> Work required: Emit the data below verbatim, stripping out any pictures.
____ Input records
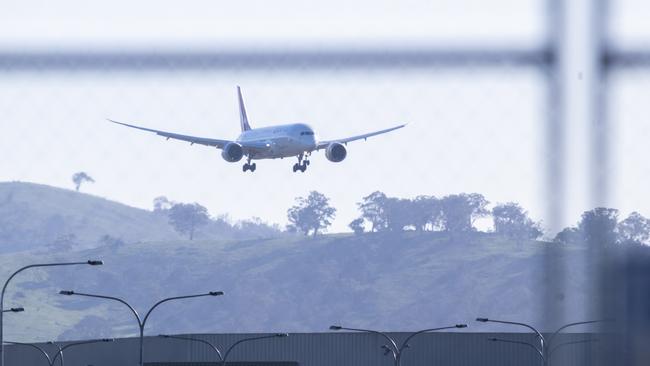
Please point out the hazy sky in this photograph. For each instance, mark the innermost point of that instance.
(470, 130)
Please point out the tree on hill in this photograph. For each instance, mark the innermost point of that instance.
(459, 211)
(634, 229)
(372, 208)
(598, 226)
(357, 226)
(512, 221)
(311, 213)
(81, 177)
(569, 235)
(187, 217)
(426, 213)
(161, 204)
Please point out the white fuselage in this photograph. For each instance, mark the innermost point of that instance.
(284, 140)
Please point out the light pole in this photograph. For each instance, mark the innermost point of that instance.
(544, 350)
(60, 349)
(76, 344)
(223, 358)
(141, 321)
(13, 310)
(4, 289)
(52, 360)
(392, 346)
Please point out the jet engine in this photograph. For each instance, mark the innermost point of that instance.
(232, 152)
(336, 152)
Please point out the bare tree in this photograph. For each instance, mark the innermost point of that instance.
(311, 213)
(81, 177)
(513, 222)
(357, 226)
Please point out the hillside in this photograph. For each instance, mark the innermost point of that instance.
(34, 215)
(388, 281)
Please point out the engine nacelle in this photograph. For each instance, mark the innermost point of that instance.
(336, 152)
(232, 152)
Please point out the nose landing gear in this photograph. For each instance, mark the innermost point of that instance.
(301, 164)
(248, 166)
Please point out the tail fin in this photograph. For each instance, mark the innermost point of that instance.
(243, 119)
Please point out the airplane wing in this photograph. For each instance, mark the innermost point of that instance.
(191, 139)
(324, 144)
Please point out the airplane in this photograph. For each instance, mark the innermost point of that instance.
(281, 141)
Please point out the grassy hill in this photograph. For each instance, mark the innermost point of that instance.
(34, 215)
(399, 281)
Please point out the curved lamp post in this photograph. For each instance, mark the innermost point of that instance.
(224, 358)
(52, 360)
(14, 310)
(544, 350)
(392, 346)
(4, 289)
(141, 321)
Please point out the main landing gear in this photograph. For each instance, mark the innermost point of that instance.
________
> Output:
Please point out the hazy sky in this photograph. For each instance, mark the innermost point of that instance.
(470, 130)
Please point out the tree on hill in this photograph. For each instance, mark the innermost point of that instance.
(459, 211)
(634, 229)
(372, 208)
(598, 226)
(357, 226)
(512, 221)
(311, 213)
(81, 177)
(569, 235)
(187, 217)
(426, 213)
(161, 204)
Please point out the white fuselage in this photograph. For each instance, mark the innermost point of that instance.
(284, 140)
Please point out the light pole in this photograph. For each instance, mark the innermost point of that instance.
(544, 350)
(60, 349)
(76, 344)
(223, 358)
(141, 321)
(13, 310)
(4, 289)
(52, 360)
(392, 346)
Please point out the jet engine in this photograph. For each instance, mark the innermost point of that instance.
(232, 152)
(336, 152)
Please point out the bare tree in this photograph. For each instance, mark the innermost point of that instance.
(311, 213)
(81, 177)
(513, 222)
(357, 226)
Please point out the hillside in this photograph. For each instance, mark the innermost point of that instance.
(34, 215)
(388, 281)
Please point out the engine nacelle in this photograph. For each instance, mark the innermost point of that instance.
(336, 152)
(232, 152)
Please point out the nose landing gear in this photograph. For each instance, mark the innermost point of that instance.
(301, 164)
(248, 166)
Please point out the tail fin in this photograph. For each instance, mark the innermost point of that instance.
(243, 119)
Please point out the airplane wing in this photograph. For each instance, mark the innermost point of that instance.
(191, 139)
(324, 144)
Please point out the airplane in this photograph. For each instance, mark the innermost point of that instance.
(281, 141)
Please point out the grassy hill in this photograph. For each instance, mark the innermost point of that instance.
(34, 215)
(399, 281)
Please point out the curved lamp post in this photograph. For each instance, mark the innermost point of that instance.
(224, 358)
(52, 360)
(14, 310)
(544, 350)
(392, 346)
(4, 289)
(141, 321)
Please point out the main landing gear in this photograph. For each instance, mark the innermost point of that instance.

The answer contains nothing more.